WHAT YOU SHOULD DO
First find the line with "Annotate the rectangular" in the entries below, then set down exactly every line through the line with "column 309, row 81", that line included.

(Dataset entries)
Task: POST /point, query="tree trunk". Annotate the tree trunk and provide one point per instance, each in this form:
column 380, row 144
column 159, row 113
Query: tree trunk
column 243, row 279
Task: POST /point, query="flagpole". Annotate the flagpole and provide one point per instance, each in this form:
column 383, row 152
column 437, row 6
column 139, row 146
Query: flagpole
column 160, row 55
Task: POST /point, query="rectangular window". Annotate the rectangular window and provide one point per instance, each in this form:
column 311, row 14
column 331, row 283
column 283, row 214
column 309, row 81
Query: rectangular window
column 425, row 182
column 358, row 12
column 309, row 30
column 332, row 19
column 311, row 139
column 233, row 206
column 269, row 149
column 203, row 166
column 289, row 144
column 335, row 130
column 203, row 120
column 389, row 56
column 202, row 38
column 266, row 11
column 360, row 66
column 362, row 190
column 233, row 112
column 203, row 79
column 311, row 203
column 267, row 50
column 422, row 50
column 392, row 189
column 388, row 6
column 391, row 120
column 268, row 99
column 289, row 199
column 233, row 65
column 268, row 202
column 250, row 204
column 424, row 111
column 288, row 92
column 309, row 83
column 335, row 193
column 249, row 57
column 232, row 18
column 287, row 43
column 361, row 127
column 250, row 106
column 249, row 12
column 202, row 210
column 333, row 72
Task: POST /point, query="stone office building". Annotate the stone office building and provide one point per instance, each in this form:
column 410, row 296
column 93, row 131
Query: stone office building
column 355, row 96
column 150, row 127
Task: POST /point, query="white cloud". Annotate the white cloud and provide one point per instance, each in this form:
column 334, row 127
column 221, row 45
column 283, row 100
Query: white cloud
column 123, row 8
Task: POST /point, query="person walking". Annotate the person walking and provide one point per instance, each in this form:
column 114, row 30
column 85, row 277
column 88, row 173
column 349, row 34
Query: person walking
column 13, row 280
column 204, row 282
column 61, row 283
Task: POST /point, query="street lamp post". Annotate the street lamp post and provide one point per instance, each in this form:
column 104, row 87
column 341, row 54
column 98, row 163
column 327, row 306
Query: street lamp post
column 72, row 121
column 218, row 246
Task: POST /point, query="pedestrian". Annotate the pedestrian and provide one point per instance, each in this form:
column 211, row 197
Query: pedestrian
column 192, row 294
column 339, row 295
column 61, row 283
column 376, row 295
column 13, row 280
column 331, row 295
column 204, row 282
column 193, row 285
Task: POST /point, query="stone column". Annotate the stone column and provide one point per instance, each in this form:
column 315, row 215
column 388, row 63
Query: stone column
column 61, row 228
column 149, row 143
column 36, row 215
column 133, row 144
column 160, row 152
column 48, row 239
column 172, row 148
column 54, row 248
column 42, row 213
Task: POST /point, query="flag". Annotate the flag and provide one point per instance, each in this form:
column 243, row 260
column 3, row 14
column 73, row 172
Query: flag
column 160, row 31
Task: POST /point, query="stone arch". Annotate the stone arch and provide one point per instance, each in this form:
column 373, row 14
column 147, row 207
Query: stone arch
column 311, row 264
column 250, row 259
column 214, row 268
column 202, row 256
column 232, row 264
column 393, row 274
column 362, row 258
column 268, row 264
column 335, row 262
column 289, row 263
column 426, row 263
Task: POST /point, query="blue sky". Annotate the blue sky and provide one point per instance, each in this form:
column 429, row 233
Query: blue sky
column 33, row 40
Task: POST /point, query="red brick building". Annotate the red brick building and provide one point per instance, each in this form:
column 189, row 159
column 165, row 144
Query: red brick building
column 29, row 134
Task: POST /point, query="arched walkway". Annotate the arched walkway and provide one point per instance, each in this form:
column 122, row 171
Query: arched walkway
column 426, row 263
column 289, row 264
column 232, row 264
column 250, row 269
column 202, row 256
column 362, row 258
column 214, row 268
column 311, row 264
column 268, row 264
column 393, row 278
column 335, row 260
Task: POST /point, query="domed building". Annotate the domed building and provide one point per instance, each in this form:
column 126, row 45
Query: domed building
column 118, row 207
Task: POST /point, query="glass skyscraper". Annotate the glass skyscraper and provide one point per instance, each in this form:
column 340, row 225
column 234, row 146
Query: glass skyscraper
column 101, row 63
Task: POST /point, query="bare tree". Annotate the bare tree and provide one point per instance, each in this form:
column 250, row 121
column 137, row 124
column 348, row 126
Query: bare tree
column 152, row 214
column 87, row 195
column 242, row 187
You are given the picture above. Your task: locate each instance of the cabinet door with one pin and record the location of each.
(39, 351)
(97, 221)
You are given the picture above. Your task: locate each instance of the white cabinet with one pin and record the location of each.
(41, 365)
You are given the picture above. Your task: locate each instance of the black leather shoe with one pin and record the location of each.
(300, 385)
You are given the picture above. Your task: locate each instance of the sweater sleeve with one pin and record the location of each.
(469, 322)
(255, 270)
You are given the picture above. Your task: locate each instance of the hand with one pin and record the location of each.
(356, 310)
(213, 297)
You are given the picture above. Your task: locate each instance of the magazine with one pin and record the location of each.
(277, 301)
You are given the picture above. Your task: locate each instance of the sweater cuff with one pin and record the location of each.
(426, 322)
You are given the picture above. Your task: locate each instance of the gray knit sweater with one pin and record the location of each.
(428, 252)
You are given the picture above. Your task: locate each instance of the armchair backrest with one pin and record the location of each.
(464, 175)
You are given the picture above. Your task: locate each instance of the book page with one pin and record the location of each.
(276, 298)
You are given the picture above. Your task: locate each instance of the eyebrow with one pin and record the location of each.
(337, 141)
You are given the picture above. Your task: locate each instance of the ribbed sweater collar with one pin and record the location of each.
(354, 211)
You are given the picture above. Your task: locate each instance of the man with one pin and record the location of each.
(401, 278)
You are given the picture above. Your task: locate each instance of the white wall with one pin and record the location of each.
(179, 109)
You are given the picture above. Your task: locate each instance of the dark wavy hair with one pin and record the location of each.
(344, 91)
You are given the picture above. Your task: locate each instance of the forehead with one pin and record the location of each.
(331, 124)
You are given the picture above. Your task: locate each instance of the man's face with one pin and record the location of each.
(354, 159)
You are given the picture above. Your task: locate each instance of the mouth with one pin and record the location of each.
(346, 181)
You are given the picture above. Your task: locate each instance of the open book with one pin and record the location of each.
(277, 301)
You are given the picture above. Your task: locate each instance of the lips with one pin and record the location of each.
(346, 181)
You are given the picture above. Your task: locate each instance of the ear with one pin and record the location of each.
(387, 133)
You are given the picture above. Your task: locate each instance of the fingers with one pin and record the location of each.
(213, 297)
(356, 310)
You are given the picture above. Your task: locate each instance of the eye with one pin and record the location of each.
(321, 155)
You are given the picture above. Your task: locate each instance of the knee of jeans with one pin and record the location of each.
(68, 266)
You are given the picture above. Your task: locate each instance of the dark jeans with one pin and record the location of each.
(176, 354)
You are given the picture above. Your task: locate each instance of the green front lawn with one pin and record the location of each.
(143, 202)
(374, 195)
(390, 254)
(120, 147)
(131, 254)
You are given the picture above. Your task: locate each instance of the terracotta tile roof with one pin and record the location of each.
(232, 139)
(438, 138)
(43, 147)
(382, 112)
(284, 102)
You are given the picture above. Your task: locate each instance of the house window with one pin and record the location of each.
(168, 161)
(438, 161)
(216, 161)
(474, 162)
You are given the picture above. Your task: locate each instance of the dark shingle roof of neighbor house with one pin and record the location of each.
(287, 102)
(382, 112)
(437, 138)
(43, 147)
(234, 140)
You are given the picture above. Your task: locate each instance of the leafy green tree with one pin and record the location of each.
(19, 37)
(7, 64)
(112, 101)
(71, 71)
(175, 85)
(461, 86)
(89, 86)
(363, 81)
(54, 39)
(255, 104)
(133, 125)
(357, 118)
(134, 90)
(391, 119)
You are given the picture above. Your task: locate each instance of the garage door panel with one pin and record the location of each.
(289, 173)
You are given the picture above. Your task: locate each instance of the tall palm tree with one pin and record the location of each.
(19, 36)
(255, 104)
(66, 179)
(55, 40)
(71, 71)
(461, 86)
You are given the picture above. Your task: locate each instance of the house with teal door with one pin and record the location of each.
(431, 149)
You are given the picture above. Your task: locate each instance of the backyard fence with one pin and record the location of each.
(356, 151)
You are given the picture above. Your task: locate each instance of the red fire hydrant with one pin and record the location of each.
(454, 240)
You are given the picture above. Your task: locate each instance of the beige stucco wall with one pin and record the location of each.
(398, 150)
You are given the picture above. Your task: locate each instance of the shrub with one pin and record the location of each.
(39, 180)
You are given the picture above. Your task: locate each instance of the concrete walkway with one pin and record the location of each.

EXERCISE ANSWER
Task: POST /point, query="rectangular window". Annotate the rectangular window and provide one point per instance, each in this form:
column 311, row 14
column 331, row 283
column 283, row 214
column 309, row 81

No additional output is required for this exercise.